▶ _TEXTO FACILITADO_

******

Si alguien piensa que lo ocurrido en Turquía es un simple golpe de Estado anacrónico, mal concebido y peor ejecutado, conoce solo una parte de la verdad, que es mucho más compleja y que hunde sus raíces en el rechazo por parte de la Turquía profunda del proceso de secularización que impuso Mustafa Kemal Ataturk al poner fin a 600 años de Imperio Otomano. Desde entonces, los turcos se han definido como kemalistas y antikemalistas, una distinción que resulta fácil de observar en las mujeres, unas vestidas a la occidental y otras modestamente cubiertas como exigen los preceptos musulmanes. Durante estos años, los militares turcos se han erigido a sí mismos en garantes de la laicidad del Estado y su intromisión en la vida política ha sido constante con esta excusa.

Pero los islamistas han existido siempre y en 2002 llevaron a Recep Tayyip Erdogan al poder por la vía democrática gracias a la conjunción de esfuerzos entre el partido de Justicia y Desarrollo (AKP) y el movimiento de Fetullah Gülen, un seguidor de Said Nursi que en los años veinte ya predicaba la desobediencia civil contra el gobierno secular. Gülen, más hábil, ha evitado siempre la confrontación directa con el poder para crear una fuerte estructura educativa que le ha llevado a colocar a sus peones, gente muy preparada, en el control de los principales resortes del Estado. Su método es la simulación y el apoyo mutuo y sus miembros funcionan como una cofradía secreta. Pero eran los funcionarios de Gülen, islamistas encubiertos, los que hacían funcionar El estado de Erdogan.

******

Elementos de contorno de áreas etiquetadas
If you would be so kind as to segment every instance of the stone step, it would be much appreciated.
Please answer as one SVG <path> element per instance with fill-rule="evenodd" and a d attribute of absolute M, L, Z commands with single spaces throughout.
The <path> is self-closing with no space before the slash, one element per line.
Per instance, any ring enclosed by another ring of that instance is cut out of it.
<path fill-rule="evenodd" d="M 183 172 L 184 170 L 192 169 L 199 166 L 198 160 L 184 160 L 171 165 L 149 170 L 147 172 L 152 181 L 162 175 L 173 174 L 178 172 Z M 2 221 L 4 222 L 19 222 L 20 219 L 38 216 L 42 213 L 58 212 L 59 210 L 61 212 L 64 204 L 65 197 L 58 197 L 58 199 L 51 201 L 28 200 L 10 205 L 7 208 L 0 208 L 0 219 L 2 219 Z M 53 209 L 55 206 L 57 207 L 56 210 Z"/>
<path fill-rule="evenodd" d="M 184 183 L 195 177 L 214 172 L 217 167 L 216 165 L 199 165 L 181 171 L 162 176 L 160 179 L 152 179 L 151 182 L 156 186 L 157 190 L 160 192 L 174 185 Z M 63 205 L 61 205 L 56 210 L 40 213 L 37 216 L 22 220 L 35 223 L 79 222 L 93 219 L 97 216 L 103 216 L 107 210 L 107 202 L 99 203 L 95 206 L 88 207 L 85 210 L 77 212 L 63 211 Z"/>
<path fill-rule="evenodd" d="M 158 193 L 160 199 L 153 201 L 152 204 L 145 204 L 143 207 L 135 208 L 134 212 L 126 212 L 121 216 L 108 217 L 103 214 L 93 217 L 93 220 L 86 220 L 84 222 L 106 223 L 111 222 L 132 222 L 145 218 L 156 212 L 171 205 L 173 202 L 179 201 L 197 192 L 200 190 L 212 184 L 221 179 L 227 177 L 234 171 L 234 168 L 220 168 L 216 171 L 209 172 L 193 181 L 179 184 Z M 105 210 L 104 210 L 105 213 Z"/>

******

▶ _LO SOLICITADO_
1. Según el texto sobre Turquía, ¿de quién era seguidor Fetullah Gülen?
2. Duplique del texto sobre Turquía el fragmento que va desde "Si alguien piensa" hasta "con esta excusa.", ambos incluidos.

▶ _RESPUESTAS_
1. De Said Nursi.

2.
Si alguien piensa que lo ocurrido en Turquía es un simple golpe de Estado anacrónico, mal concebido y peor ejecutado, conoce solo una parte de la verdad, que es mucho más compleja y que hunde sus raíces en el rechazo por parte de la Turquía profunda del proceso de secularización que impuso Mustafa Kemal Ataturk al poner fin a 600 años de Imperio Otomano. Desde entonces, los turcos se han definido como kemalistas y antikemalistas, una distinción que resulta fácil de observar en las mujeres, unas vestidas a la occidental y otras modestamente cubiertas como exigen los preceptos musulmanes. Durante estos años, los militares turcos se han erigido a sí mismos en garantes de la laicidad del Estado y su intromisión en la vida política ha sido constante con esta excusa.